Copy the lines of the records below word for word, beginning with the line that contains "Point to the stained" and continuing through the end of the records.

Records of point placements
____________
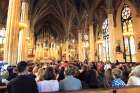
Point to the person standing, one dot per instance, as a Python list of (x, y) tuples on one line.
[(22, 83)]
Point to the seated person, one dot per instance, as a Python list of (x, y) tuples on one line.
[(70, 82), (134, 77), (47, 80), (117, 81), (22, 83)]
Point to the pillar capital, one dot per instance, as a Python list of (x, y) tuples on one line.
[(109, 5)]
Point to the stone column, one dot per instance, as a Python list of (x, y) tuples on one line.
[(80, 55), (91, 44), (11, 45), (22, 46), (111, 30), (67, 50)]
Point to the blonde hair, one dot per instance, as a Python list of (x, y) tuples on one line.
[(135, 71)]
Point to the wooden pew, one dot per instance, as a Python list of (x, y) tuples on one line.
[(123, 90)]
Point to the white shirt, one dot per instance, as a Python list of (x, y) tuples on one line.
[(48, 86), (133, 81)]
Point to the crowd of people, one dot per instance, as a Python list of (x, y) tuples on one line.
[(29, 77)]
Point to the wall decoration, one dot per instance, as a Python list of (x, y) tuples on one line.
[(118, 46)]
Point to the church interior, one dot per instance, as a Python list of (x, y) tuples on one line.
[(93, 30)]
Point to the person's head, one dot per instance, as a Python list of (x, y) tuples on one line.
[(22, 68), (116, 73), (135, 71), (70, 71), (50, 73), (41, 74)]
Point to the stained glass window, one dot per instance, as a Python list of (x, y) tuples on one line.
[(128, 34), (106, 41)]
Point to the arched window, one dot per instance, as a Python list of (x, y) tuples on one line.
[(2, 41), (128, 34), (106, 41)]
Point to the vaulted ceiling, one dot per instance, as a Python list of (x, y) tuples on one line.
____________
● **Task solution**
Point to the stained glass window, one dot per instance, as a Python list of (x, y) tuples on one line.
[(128, 34), (106, 41)]
Point to the arched window, one dot per instance, as a Python list of (x, y) tuples on one line.
[(2, 41), (128, 34), (106, 41)]
Point to the vaulted ceiling, one dot per instance, as a Python list of (x, y) tuples on one line.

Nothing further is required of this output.